## PROMPT
State how many lines of the listing below contain the word "rear". Give the number alone.

## STORED DATA
>> START
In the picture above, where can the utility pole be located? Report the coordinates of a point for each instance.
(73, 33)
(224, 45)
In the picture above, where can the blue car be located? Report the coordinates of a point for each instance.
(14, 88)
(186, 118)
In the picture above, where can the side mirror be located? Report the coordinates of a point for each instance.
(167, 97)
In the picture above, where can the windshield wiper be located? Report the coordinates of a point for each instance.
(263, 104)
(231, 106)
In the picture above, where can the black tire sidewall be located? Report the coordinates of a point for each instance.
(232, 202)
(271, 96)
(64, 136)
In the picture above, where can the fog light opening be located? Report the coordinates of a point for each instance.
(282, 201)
>> END
>> START
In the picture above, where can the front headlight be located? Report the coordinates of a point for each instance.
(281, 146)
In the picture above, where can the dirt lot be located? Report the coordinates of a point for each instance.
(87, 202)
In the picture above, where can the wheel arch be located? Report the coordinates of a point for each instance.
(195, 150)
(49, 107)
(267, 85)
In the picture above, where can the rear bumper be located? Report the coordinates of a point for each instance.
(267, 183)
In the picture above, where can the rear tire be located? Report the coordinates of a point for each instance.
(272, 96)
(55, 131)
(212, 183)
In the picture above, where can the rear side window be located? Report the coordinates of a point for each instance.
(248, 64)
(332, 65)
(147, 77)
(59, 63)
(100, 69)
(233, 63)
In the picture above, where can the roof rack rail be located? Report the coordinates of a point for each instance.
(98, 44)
>> END
## THE OUTPUT
3